Set down each entry exactly as given; pictures should not appear in the copy.

--- BEGIN ---

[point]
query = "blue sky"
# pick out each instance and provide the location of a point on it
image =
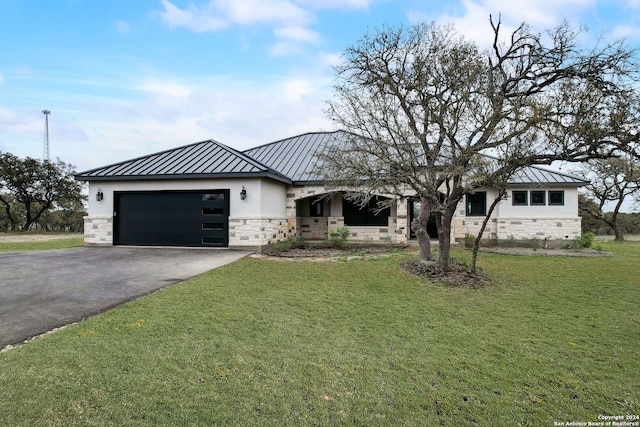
(124, 78)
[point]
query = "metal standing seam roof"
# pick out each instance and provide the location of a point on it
(205, 159)
(536, 175)
(296, 157)
(290, 160)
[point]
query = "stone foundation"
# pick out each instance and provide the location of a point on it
(552, 229)
(257, 233)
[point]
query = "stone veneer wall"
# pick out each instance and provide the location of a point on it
(98, 230)
(257, 232)
(312, 228)
(521, 228)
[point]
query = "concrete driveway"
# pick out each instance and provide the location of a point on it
(42, 290)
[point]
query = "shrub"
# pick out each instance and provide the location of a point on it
(469, 240)
(534, 243)
(583, 241)
(338, 238)
(292, 242)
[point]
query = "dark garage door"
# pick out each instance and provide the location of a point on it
(172, 218)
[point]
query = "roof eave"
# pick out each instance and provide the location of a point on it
(269, 175)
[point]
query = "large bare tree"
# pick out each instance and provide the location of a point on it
(422, 103)
(613, 180)
(29, 188)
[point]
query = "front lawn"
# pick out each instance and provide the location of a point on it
(362, 342)
(37, 245)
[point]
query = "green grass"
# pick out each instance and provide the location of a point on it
(361, 343)
(41, 245)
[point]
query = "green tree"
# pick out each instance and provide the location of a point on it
(29, 188)
(422, 104)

--- END ---

> [RESULT]:
[point]
query = "blue sky"
# pick out each instance and provide the location of a point on it
image =
(124, 78)
[point]
query = "metal standing seam roof"
# pick out each instance and provide the location of a point on it
(205, 159)
(536, 175)
(296, 157)
(290, 160)
[point]
query = "stone foundation"
# pick out each instance and provide the location of a point on it
(552, 229)
(257, 233)
[point]
query = "stone veneer wall"
# pick out each instance and provide the location of a point on it
(98, 230)
(257, 232)
(312, 228)
(521, 228)
[point]
query = "concrete driveway"
# pick out each instance and provide the location of a point on it
(42, 290)
[point]
query = "shrub"
# pick out each instance and provide the location of a point on it
(469, 240)
(534, 243)
(583, 241)
(338, 238)
(292, 242)
[point]
query = "dark garage door"
# pick out each instance and provide the location of a point on it
(172, 218)
[point]
query = "roof eave"
# pick out each instance and provide the location of a point on it
(269, 175)
[point]
query = "large bare tree"
# pick out each instance and provide the location of a point on it
(422, 103)
(613, 180)
(29, 188)
[point]
query = "front lawn"
# pick out each instance and provide the location of a point on it
(362, 342)
(37, 245)
[point]
query = "green grass"
# pick out each instance and provide the location of a point on it
(361, 343)
(41, 245)
[point]
query = "green tree"
# pick out each instance and provide the location of a point on it
(29, 188)
(422, 104)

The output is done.